The actual process by which a lunar crater would be formed would differ from that pertaining to a terrestrial crater only to the extent of the different conditions of the two globes. We can scarcely accept Scrope’s term “basal wrecks” (of volcanic mountains that have had the summits blown away) as applicable to the craters of the moon, for the reason that the lunar globe does not offer us any instance of a mountain comparable in extent to the great craters and whose summit has _not_ been blown away. Scrope’s definition implies a double, or divided process of formation: first the building up of a vast conical hill and then the decapitation and “evisceration” of it at some later period. There are grounds for this inferred double action among the terrestrial volcanoes, since both the perfect cone and its summitless counterpart are numerously exemplified. But upon the moon we have no perfect cone of great size, we have no exception whereby the rule can be proved. It is against probability, supposing every lunar crater to have once been a mountain, that in every case the mountain’s summit should have been blown away; and we are therefore compelled to consider that the moon’s volcanic craters were formed by one continuous outburst, and that their “evisceration” was a part of the original formative process. We do not, however, include the central cone in this consideration: that may be reasonably ascribed to a secondary action or perhaps, better, to a weaker or modified phase of the original and only eruption.

▸ INPUT DATA:
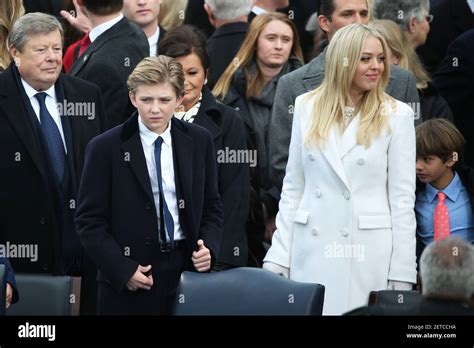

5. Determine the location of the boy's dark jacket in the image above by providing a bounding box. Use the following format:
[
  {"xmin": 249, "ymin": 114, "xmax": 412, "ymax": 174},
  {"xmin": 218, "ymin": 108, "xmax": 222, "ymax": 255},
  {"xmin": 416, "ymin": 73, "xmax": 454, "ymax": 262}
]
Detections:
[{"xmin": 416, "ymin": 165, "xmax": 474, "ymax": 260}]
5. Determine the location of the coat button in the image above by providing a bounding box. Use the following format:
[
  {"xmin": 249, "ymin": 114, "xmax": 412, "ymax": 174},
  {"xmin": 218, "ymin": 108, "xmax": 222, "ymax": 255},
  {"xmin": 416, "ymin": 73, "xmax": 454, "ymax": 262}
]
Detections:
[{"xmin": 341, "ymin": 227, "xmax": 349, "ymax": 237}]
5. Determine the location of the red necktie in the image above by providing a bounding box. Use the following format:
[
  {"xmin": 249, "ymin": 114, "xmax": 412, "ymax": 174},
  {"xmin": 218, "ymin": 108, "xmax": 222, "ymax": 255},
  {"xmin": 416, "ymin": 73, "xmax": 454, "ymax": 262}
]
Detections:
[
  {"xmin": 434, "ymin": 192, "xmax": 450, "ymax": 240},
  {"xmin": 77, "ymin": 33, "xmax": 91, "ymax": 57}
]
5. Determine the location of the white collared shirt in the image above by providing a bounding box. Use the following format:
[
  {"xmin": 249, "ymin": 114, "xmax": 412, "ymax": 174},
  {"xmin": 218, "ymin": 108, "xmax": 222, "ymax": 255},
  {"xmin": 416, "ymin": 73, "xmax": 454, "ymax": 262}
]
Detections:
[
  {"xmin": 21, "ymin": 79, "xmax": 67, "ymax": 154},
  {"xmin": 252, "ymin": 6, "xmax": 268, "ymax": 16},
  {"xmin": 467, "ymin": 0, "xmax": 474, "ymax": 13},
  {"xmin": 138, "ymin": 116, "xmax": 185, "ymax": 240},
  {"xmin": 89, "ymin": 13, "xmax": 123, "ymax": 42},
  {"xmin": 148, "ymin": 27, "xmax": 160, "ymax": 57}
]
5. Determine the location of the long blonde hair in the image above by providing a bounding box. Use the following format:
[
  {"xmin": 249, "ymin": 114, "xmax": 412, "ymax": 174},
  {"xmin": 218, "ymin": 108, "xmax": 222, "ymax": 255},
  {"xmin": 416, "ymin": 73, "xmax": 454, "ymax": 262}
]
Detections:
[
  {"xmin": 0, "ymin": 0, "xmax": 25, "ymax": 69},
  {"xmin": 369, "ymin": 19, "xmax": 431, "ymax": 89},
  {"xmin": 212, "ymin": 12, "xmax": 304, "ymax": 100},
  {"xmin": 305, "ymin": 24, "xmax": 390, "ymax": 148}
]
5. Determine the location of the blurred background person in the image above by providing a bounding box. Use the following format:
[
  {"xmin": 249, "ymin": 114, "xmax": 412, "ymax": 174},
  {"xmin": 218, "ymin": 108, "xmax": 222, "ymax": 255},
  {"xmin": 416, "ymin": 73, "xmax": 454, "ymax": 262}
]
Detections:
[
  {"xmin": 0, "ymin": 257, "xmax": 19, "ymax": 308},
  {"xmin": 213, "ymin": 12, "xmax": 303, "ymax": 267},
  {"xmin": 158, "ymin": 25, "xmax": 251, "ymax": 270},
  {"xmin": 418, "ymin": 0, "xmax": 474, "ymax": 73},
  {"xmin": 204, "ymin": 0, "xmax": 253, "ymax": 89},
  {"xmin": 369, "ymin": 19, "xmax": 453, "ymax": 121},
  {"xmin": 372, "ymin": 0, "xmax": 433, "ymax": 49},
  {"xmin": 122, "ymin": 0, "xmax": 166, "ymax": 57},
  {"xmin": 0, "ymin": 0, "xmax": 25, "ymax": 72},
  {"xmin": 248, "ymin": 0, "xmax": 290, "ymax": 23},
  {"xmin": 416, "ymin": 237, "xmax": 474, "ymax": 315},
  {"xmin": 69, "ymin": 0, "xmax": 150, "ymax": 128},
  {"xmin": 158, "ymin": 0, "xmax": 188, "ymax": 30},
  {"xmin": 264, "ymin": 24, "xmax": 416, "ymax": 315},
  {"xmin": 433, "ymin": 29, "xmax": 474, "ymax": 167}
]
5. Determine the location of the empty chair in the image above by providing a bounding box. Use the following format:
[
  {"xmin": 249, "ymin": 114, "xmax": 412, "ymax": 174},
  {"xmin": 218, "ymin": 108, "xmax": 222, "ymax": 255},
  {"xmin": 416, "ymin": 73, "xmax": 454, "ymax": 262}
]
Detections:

---

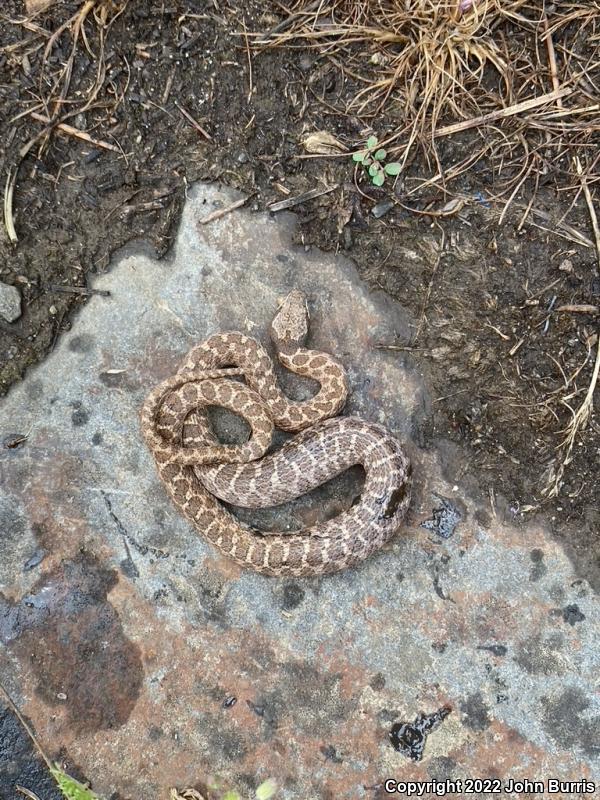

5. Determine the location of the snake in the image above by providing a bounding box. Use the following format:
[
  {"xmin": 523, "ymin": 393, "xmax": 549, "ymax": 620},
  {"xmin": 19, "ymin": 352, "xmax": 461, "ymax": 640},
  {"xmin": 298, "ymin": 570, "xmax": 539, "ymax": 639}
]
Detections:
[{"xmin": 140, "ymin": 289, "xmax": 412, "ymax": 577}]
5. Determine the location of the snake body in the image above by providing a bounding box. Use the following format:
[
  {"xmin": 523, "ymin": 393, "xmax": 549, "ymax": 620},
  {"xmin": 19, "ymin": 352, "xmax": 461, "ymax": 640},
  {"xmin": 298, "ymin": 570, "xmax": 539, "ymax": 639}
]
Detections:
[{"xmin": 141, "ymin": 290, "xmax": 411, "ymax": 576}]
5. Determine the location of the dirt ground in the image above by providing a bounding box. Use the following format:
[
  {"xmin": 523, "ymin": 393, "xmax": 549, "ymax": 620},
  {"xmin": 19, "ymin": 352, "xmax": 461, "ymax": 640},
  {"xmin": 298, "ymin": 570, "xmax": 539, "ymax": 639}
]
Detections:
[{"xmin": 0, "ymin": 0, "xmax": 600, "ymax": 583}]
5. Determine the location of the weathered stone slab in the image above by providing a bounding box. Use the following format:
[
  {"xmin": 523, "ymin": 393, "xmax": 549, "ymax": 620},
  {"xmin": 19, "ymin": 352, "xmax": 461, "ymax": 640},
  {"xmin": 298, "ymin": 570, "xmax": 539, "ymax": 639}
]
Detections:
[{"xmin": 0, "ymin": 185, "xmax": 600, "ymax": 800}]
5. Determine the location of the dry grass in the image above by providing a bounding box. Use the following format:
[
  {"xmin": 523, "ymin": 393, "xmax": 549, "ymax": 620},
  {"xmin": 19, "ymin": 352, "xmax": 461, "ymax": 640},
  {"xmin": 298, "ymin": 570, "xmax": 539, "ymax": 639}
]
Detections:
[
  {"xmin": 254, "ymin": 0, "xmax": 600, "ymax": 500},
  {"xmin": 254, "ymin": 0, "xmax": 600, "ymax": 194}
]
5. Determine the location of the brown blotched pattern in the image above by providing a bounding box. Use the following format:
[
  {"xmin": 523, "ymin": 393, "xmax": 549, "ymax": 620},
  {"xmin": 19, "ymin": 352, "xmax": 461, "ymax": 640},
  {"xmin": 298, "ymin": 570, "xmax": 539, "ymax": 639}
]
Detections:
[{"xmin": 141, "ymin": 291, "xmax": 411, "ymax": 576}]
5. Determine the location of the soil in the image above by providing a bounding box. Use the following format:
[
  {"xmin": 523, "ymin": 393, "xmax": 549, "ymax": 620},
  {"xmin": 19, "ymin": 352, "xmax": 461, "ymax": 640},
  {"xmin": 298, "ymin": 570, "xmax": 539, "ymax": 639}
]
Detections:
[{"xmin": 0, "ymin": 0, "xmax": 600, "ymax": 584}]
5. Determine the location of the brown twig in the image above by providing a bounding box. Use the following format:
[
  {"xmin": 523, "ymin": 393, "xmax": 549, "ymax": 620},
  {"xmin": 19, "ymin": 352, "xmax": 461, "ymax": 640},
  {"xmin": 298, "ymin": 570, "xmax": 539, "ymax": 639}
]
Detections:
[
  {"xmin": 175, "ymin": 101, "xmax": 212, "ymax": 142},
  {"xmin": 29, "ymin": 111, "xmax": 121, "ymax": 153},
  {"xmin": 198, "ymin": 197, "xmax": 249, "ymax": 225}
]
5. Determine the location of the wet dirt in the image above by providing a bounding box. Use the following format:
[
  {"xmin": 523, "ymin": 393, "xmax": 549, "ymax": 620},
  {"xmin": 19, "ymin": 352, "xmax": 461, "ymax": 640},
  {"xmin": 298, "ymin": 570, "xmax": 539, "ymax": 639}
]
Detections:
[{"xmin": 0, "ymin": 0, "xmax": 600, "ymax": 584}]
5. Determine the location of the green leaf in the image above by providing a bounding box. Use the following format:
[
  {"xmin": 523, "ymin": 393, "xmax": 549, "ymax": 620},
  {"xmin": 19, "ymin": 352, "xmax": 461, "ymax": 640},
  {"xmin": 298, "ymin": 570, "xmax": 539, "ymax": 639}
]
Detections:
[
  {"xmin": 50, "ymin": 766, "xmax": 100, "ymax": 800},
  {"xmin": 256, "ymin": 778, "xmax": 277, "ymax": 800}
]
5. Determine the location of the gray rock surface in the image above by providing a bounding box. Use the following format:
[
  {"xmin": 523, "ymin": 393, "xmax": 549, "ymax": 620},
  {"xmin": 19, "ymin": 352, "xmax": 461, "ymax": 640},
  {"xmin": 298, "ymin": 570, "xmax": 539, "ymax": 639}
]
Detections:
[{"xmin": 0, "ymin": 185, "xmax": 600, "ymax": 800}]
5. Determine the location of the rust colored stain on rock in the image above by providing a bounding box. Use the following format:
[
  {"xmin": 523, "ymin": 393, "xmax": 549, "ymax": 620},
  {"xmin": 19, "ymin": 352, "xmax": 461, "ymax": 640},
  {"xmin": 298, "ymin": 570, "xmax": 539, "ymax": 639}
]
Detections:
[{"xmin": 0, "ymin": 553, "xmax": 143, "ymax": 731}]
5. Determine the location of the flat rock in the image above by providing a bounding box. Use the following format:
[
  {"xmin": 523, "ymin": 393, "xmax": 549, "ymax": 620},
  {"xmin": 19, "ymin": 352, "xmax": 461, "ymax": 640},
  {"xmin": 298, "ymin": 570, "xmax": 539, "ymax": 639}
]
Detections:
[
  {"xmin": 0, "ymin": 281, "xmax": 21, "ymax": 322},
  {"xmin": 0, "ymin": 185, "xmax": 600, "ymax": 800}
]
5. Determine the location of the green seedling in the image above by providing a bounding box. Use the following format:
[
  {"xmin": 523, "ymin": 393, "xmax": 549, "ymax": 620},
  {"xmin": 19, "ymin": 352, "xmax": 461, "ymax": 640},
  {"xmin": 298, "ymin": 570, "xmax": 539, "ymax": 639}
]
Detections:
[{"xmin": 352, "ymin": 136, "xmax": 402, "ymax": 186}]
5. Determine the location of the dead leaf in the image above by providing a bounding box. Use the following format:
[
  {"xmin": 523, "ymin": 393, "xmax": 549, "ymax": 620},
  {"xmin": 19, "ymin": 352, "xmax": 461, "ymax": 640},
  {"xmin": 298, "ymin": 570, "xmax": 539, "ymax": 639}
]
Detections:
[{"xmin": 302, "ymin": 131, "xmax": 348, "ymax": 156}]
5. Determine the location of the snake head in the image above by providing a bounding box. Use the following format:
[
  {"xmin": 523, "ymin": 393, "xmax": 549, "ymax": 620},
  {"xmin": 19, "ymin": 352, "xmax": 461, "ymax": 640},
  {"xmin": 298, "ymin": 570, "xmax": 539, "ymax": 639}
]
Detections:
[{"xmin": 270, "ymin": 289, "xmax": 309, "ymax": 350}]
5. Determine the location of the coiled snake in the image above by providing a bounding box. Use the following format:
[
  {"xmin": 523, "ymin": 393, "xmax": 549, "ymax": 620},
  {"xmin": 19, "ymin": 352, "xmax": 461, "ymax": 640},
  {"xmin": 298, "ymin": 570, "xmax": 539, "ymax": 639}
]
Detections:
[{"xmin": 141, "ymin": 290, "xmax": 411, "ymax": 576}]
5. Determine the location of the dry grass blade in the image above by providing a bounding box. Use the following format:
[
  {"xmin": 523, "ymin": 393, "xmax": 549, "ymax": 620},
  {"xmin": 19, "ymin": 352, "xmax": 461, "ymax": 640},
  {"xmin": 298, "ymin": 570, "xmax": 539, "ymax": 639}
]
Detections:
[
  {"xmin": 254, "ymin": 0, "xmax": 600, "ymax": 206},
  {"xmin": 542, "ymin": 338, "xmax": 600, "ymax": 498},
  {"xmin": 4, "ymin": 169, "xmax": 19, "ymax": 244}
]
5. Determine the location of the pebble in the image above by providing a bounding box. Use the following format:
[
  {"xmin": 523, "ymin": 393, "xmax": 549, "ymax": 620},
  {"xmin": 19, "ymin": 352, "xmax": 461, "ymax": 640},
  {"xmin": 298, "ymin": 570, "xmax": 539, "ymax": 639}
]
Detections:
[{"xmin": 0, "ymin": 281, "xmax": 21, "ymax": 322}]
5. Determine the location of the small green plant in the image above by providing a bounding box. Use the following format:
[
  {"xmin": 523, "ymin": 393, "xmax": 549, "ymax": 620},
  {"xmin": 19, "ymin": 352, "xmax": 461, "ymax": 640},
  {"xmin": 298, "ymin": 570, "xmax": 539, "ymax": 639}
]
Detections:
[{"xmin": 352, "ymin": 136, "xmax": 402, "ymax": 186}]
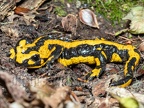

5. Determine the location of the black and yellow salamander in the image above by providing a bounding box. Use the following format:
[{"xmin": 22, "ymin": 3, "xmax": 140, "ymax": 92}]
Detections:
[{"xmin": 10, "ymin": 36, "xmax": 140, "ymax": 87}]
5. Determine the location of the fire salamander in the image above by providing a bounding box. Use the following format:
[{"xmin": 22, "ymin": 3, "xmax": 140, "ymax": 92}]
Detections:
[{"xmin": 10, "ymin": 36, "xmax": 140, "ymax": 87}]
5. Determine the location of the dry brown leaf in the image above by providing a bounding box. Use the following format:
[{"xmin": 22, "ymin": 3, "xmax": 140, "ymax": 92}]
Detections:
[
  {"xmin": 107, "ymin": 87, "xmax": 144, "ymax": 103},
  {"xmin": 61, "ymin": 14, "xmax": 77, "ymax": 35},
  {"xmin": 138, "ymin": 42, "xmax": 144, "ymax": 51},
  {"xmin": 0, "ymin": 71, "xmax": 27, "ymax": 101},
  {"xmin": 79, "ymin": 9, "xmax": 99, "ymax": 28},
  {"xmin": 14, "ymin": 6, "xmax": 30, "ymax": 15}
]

▸ TO-DO LIST:
A - Set down the passage on lunar crater formation again, word for word.
B - List every line in the rows above that contains the string "grass". Case must match.

▸ THE RESULTS:
A -
The actual process by which a lunar crater would be formed would differ from that pertaining to a terrestrial crater only to the extent of the different conditions of the two globes. We can scarcely accept Scrope’s term “basal wrecks” (of volcanic mountains that have had the summits blown away) as applicable to the craters of the moon, for the reason that the lunar globe does not offer us any instance of a mountain comparable in extent to the great craters and whose summit has _not_ been blown away. Scrope’s definition implies a double, or divided process of formation: first the building up of a vast conical hill and then the decapitation and “evisceration” of it at some later period. There are grounds for this inferred double action among the terrestrial volcanoes, since both the perfect cone and its summitless counterpart are numerously exemplified. But upon the moon we have no perfect cone of great size, we have no exception whereby the rule can be proved. It is against probability, supposing every lunar crater to have once been a mountain, that in every case the mountain’s summit should have been blown away; and we are therefore compelled to consider that the moon’s volcanic craters were formed by one continuous outburst, and that their “evisceration” was a part of the original formative process. We do not, however, include the central cone in this consideration: that may be reasonably ascribed to a secondary action or perhaps, better, to a weaker or modified phase of the original and only eruption.

B -
5. Determine the location of the dry grass in the image above by providing a bounding box. Use the following format:
5. Determine the location of the dry grass blade in the image above by providing a bounding box. Use the following format:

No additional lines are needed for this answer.